Given problem: Can you retype, character for character, the data from its very first line through the line containing "123,51 -> 232,154", including both of those lines?

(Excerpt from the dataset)
## Begin

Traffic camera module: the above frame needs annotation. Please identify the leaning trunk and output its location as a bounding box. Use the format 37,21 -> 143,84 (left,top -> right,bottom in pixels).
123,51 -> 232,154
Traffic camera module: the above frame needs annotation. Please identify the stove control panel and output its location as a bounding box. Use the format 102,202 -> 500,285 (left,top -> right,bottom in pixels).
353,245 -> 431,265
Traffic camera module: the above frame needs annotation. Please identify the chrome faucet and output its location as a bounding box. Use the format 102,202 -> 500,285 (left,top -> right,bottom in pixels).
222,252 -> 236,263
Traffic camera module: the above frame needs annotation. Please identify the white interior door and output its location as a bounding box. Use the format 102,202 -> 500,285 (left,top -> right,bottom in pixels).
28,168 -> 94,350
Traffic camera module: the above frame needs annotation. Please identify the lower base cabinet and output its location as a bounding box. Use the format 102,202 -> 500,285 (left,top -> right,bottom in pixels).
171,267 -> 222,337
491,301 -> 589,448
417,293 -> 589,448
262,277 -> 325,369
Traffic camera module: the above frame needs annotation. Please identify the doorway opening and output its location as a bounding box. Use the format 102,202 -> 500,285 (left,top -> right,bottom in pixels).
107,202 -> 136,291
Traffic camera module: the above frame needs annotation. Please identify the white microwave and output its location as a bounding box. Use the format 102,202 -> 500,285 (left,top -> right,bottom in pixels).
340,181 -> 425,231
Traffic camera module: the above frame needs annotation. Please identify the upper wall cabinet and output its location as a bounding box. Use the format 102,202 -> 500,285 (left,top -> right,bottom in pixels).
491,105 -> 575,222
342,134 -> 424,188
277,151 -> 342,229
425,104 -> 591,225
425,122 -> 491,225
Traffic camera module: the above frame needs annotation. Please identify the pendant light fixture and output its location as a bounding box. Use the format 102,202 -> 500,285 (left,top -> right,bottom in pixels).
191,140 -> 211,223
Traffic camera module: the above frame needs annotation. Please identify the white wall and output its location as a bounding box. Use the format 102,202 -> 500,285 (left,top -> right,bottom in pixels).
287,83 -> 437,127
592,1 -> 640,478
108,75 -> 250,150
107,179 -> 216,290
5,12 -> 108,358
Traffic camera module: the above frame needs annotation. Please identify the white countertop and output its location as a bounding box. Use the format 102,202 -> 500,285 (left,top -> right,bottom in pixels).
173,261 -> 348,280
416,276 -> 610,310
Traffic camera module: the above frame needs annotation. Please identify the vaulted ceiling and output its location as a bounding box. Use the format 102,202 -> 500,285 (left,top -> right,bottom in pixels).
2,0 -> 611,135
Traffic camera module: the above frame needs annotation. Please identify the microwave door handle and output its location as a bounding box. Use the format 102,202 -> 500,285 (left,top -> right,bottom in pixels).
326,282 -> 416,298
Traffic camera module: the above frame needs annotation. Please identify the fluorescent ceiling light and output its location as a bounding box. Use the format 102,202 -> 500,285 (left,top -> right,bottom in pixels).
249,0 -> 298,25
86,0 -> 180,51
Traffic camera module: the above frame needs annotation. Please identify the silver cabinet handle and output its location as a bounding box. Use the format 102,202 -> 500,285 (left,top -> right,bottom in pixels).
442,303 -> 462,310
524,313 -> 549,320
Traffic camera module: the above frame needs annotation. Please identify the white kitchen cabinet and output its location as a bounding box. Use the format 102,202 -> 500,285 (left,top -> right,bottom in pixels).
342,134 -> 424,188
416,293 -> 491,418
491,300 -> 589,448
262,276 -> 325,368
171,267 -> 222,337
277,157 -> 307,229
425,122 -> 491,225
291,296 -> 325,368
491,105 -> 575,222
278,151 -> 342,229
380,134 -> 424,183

## End

Finished task:
Traffic camera module: the above frame needs annotation. Please identify the leaning trunk and output its location as a bounding box. Use the format 37,21 -> 143,84 (left,top -> right,bottom in pixels).
123,51 -> 232,154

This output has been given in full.